* **Ejercicios**
• A. ¿Puedes resumir en forma de lista los datos principales del párrafo que empieza «En lo que respecta al armamento» del fragmento sobre la campaña contra Caballo Loco?
• B. ¿Puedes enumerar todas las líneas del listado que contienen la palabra "doorway", copiando cada una completa?

* **Fragmento del texto**
——
En lo que respecta al armamento, aproximadamente dos de cada diez indios contaban con fusiles Winchester 44. Unos «palos de fuego» que –en contra de lo que nos dicen las películas- les otorgaban cierta ventaja con respecto al ejército de los Estados Unidos. Y es que, mientras que los militares se veían obligados a recargar sus carabinas Springfield entre disparo y disparo (perdiendo una gran cantidad de tiempo), ellos podían hacer varios tiros seguidos gracias al sistema de repetición de sus armas. A su vez, el rifle de los militares había demostrado tener un claro problema: solía encasquillarse en los momentos más inesperados. Con todo, y para ser justos, lo cierto es que el los norteamericanos tenían una mayor precisión y un alcance considerablemente superior al de los nativos. Tampoco escaseaban los arcos, las flechas, las hachas y los cuchillos en el bando de Caballo Loco.

La descubierta del 7º de Caballería
Tras ver detenido su avance por el ataque sorpresa de los exploradores indios, la columna de Crook tuvo que detener su avance para reorganizarse, enterrar a sus heridos y contar las bajas sufridas. Por ello, el oficial vio retrasada en varias semanas su llegada al punto de encuentro planeado: la desembocadura del río Rosebud (ubicado al sudoeste de Montana, cerca de donde les habían informado sus exploradores que se hallaba el campamento indio). A finales de junio, los dos contingentes restantes (las columnas segunda y tercera) se reunieron allí. Aunque faltara una tercera parte del contingente, Crook y Gibbon no creían que ningún enemigo con penacho de plumas pudiese hacer frente a sus curtidos soldadas. Estaban tan confiados en su victoria que decidieron no esperar a su compañero y avanzar sobre los nativos para meterles un buen puntapié en las nalgas cuanto antes.

«Adaptaron sus planes y decidieron que, mientras las columnas unidas de Terry y Gibbon se moverían hacia los ríos Big Horn y Little Big Horn, al sudoeste de Montana, el 7º Regimiento de Caballería de Custer avanzaría al descubierto río Rosebud arriba para tomar posiciones, [explorar el terreno] y dar tiempo a que la columna de Crook se rehiciese. Los oficiales esperaban pillar así entre dos fuegos el campamento de los indios, que según todos los informes que iban recibiendo era el mayor nunca visto en la historia. Aun así, confiaban plenamente en la victoria», destaca Doval. De esta forma, el teniente coronel Custer avanzó a buen paso hacia el este del campamento de Caballo Loco y Toro Sentado; mientras que Terry y Gibbon lo hicieron por el sur para envolver al enemigo. Estos dos últimos se desplazaban mucho más despacio debido a que contaban con infantería y caballería.
——
* **Datos proporcionados**

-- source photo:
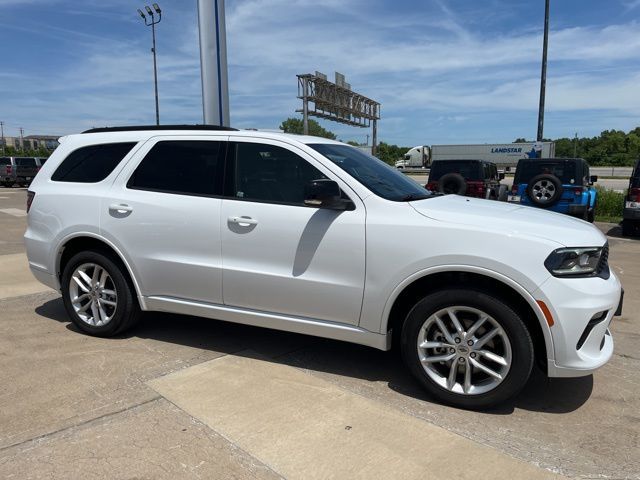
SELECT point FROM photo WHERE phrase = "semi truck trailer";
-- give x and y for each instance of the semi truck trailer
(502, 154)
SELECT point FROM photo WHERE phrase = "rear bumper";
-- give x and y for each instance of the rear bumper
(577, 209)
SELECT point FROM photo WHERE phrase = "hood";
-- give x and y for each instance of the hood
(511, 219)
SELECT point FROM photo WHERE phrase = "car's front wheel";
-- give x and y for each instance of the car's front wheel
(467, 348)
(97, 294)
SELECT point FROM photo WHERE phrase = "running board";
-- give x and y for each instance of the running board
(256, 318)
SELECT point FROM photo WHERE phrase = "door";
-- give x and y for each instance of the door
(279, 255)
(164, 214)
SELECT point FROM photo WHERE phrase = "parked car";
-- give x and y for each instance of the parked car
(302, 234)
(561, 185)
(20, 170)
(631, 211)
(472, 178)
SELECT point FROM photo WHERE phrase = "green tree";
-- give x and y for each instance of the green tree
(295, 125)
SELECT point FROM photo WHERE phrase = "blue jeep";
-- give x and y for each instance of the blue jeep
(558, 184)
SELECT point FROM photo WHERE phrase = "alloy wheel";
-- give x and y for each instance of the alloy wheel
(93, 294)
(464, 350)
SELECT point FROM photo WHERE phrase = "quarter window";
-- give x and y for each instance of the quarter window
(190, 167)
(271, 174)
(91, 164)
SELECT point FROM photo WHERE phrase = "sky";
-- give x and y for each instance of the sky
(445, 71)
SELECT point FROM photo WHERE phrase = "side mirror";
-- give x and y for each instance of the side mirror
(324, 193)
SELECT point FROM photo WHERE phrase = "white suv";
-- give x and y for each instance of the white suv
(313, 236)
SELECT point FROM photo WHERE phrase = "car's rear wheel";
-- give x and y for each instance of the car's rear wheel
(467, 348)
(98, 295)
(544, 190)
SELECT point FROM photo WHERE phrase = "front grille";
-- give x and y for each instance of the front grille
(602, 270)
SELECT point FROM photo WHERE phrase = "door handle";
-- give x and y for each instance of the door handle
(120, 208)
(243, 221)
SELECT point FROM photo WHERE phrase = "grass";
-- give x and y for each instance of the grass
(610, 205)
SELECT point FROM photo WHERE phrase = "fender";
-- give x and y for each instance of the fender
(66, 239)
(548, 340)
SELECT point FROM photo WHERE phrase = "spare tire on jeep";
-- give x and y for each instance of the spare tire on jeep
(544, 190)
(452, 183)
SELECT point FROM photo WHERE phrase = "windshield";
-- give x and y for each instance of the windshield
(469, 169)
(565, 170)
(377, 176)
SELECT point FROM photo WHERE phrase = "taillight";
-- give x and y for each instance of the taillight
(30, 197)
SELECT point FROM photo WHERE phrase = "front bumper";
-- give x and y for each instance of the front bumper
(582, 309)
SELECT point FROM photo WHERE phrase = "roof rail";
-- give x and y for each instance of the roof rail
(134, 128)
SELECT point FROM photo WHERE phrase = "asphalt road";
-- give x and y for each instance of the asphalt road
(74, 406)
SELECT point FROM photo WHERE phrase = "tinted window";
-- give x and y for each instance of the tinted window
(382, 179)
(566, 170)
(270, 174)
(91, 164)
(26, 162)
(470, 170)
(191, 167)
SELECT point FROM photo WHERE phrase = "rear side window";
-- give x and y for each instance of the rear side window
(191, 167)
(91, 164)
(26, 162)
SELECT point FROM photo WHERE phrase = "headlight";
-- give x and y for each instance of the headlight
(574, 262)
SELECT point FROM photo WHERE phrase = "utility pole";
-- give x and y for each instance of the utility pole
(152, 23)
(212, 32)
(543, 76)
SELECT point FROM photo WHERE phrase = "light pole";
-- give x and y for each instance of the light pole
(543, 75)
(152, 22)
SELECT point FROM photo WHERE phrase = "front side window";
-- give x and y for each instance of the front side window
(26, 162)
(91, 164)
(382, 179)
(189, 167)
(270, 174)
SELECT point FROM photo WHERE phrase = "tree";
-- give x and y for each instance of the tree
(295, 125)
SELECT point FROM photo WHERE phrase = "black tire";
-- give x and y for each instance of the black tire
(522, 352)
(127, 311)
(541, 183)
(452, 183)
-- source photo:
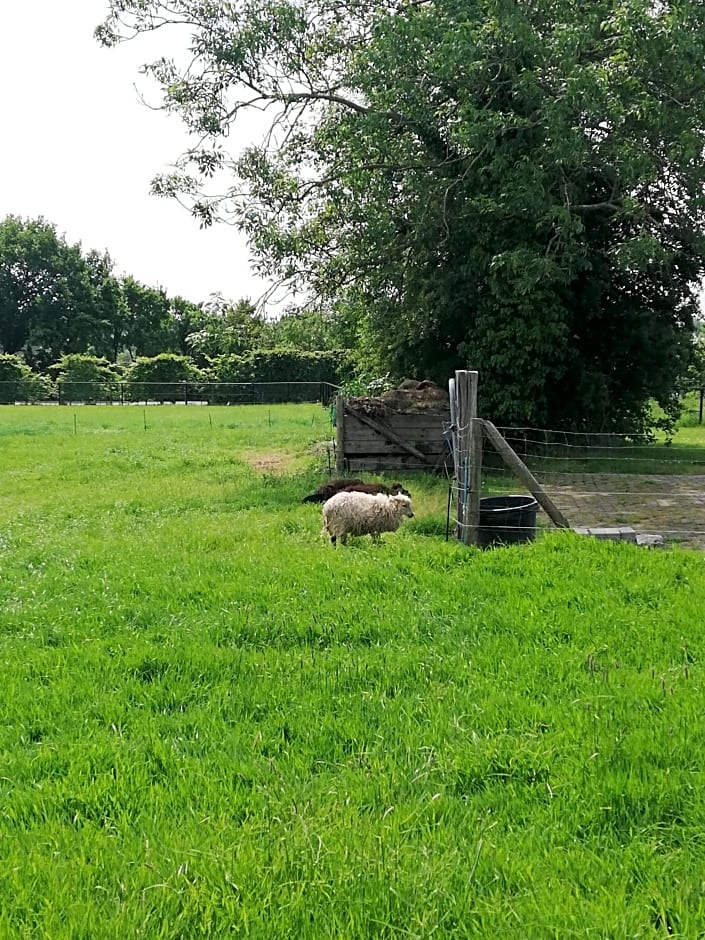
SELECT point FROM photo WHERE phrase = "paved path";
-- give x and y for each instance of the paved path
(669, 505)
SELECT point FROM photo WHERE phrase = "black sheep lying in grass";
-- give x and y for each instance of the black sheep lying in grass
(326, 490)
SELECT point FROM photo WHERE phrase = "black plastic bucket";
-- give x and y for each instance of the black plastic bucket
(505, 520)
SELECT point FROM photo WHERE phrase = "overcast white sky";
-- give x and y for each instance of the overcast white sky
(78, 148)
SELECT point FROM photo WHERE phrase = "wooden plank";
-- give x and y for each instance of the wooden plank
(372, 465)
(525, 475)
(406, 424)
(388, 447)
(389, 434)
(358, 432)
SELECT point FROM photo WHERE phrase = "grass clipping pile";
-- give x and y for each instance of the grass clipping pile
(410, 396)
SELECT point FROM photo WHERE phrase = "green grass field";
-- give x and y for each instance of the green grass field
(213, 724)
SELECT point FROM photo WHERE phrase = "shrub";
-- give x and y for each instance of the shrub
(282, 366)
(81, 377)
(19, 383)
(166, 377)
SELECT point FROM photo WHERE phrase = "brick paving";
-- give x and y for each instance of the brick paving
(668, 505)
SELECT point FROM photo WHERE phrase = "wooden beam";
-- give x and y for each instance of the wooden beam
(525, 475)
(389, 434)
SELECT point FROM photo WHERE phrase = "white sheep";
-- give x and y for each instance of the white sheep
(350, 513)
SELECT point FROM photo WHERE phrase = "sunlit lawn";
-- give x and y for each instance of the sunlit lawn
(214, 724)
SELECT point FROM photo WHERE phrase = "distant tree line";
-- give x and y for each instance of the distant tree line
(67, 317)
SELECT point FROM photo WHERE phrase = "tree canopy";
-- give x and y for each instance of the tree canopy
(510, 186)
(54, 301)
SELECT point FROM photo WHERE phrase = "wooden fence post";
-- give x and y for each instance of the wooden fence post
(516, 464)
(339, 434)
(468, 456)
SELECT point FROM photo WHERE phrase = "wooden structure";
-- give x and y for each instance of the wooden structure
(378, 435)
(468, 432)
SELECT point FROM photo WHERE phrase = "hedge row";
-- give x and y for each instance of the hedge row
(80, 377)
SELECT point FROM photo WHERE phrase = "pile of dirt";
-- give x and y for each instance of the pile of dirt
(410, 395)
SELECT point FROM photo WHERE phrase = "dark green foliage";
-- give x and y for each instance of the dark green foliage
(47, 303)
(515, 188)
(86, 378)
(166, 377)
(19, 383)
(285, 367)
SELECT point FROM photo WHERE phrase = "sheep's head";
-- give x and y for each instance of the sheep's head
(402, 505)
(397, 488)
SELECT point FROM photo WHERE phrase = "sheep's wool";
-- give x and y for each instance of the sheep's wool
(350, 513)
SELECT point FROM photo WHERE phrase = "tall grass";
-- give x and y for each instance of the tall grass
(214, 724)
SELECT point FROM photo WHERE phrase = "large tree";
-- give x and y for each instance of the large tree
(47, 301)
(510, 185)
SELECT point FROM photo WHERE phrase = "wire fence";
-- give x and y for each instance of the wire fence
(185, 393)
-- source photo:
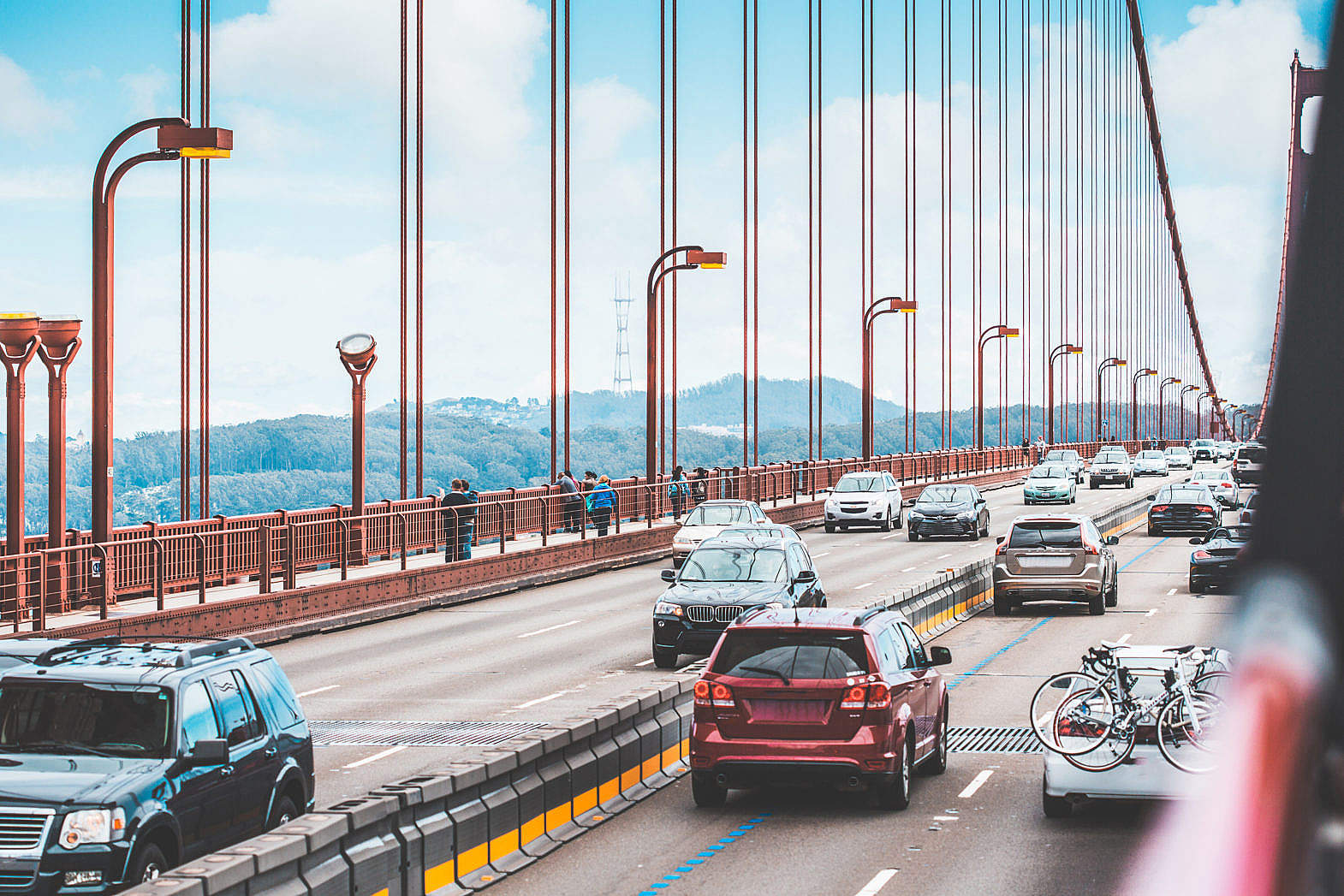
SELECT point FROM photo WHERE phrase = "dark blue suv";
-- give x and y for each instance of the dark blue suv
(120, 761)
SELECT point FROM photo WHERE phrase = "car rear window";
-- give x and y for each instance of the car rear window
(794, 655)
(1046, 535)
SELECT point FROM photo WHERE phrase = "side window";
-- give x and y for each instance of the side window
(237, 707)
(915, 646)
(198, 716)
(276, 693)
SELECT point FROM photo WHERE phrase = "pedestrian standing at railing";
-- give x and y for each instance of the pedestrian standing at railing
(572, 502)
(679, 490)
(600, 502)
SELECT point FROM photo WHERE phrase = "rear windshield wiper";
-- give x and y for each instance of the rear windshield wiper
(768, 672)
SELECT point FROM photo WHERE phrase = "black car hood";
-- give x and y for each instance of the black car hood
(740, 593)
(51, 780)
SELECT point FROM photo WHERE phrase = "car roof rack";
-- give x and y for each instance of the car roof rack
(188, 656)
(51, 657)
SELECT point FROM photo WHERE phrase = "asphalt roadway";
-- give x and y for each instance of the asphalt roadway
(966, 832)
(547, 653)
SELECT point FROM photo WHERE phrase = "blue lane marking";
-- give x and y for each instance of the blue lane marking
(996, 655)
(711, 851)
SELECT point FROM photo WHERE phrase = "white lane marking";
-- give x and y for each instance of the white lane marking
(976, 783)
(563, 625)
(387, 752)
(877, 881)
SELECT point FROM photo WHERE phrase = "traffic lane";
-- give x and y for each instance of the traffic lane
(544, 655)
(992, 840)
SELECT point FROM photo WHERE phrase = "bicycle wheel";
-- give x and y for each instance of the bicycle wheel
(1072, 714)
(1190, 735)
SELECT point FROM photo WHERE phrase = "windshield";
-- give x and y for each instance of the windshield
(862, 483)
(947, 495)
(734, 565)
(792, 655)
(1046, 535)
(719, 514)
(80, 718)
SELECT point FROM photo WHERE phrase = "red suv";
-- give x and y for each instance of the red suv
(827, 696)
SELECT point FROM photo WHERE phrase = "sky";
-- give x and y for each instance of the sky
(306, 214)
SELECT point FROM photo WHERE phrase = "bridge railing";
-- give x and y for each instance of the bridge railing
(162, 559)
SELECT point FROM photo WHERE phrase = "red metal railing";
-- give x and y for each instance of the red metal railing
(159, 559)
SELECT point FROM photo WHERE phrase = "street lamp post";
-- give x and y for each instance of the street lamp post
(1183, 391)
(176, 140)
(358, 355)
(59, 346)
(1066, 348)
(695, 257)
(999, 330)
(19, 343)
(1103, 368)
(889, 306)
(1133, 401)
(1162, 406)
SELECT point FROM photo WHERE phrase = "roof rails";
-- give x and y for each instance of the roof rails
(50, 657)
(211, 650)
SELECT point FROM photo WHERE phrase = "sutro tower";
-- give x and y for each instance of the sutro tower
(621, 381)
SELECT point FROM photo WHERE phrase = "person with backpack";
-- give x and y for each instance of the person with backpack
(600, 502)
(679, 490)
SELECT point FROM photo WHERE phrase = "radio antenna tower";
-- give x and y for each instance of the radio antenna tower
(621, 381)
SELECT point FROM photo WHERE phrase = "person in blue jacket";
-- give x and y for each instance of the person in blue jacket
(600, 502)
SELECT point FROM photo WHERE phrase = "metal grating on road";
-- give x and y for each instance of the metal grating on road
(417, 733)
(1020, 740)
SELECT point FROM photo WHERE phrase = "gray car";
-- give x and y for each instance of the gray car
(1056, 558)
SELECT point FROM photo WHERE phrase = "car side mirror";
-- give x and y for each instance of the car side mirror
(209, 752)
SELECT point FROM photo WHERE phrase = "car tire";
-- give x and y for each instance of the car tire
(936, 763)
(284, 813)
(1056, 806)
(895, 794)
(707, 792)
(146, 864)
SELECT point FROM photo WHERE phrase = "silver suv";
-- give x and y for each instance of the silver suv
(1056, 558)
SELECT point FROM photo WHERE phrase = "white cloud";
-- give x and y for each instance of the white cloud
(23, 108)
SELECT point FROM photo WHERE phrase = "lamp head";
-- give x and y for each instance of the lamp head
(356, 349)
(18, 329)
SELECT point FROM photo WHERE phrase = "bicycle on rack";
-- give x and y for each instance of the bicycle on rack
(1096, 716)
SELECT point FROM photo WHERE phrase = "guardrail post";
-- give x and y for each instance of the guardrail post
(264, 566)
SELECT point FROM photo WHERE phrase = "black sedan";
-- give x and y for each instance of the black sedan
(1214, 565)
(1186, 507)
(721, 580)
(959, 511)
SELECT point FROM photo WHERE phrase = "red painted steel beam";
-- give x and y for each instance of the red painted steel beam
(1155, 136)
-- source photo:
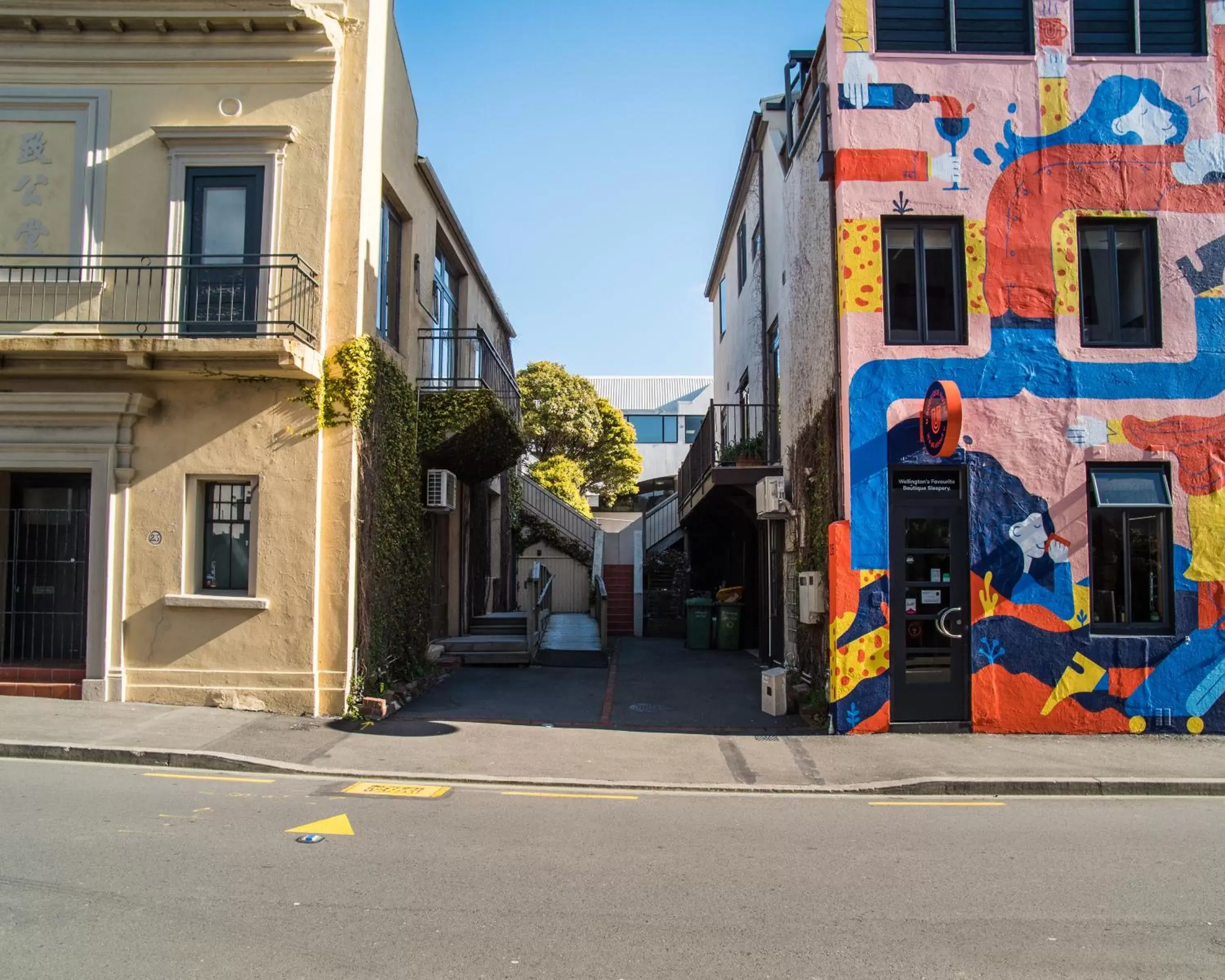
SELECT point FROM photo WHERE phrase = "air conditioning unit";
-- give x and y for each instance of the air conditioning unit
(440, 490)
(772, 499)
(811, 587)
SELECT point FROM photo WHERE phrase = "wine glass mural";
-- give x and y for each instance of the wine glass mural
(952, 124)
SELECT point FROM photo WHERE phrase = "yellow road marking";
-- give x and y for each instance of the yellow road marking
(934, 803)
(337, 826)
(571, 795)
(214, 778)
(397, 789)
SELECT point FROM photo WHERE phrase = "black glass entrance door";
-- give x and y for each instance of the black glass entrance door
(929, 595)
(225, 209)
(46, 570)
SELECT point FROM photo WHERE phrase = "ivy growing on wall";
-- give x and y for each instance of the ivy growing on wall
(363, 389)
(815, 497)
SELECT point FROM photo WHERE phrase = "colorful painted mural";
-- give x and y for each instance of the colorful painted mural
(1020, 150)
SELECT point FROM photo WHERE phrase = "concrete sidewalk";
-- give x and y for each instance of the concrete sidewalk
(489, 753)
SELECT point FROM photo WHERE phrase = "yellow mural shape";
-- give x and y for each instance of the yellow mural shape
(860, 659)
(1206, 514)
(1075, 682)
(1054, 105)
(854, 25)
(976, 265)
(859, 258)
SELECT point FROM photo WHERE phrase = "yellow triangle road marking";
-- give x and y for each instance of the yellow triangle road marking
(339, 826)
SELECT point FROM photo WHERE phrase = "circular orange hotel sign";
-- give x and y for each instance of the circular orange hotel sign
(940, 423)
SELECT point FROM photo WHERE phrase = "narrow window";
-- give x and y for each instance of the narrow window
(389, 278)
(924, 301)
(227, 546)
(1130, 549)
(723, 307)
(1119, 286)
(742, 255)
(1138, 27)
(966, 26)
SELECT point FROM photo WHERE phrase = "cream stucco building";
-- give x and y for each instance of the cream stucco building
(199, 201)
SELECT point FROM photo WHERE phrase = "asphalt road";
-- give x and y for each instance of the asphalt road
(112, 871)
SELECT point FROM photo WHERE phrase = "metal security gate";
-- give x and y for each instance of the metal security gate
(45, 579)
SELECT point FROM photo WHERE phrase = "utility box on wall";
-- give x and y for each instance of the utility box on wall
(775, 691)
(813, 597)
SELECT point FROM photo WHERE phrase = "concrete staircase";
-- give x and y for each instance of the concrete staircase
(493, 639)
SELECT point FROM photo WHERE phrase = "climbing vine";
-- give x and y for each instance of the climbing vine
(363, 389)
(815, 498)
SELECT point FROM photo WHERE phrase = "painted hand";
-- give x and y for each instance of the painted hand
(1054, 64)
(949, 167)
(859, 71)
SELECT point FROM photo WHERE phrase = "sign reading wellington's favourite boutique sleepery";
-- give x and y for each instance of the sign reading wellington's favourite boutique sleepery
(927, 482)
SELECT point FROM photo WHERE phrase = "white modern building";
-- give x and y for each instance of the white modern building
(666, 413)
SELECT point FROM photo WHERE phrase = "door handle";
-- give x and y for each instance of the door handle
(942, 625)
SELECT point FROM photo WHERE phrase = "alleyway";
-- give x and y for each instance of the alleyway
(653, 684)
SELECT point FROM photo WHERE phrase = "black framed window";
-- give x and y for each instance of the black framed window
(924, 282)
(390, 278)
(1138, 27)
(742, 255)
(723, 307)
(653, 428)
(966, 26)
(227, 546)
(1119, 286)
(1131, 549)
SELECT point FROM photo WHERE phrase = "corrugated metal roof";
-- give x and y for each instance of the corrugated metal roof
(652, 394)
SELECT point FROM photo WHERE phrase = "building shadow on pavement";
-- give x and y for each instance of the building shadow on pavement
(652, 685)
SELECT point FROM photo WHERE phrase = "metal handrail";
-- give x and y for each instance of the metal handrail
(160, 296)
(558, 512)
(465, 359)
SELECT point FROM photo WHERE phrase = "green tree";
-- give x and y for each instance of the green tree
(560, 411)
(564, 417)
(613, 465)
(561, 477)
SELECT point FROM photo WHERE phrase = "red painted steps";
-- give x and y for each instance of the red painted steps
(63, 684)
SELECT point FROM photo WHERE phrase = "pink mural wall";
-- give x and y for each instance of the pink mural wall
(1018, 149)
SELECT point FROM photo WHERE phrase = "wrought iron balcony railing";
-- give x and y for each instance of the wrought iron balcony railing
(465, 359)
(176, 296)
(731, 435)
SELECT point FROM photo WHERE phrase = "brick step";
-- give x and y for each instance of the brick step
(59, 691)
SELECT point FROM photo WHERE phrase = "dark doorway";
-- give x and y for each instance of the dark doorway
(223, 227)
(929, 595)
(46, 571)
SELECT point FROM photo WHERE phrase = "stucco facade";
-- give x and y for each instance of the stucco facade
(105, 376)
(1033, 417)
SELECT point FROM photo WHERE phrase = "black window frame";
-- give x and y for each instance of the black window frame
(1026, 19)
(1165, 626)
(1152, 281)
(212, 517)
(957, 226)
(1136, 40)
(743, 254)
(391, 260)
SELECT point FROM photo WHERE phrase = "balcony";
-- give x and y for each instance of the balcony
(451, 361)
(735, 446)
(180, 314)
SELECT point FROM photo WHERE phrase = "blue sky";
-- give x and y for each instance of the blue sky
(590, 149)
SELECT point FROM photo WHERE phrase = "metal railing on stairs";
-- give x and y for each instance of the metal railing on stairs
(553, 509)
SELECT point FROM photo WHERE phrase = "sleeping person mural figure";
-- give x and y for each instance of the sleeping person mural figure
——
* **Respuestas**
• A.
- Cerca de dos de cada diez indios tenían fusiles Winchester 44.
- Al contrario de lo que muestran las películas, estos fusiles les daban cierta ventaja, ya que su sistema de repetición permitía varios disparos seguidos. Los militares, en cambio, debían recargar sus carabinas Springfield entre disparo y disparo.
- El rifle de los militares solía encasquillarse en los momentos más inesperados.
- Aun así, los norteamericanos tenían mayor precisión y un alcance considerablemente superior.
- En el bando de Caballo Loco también abundaban los arcos, las flechas, las hachas y los cuchillos.

• B.
SELECT point FROM photo WHERE phrase = "dark doorway";
-- give x and y for each instance of the dark doorway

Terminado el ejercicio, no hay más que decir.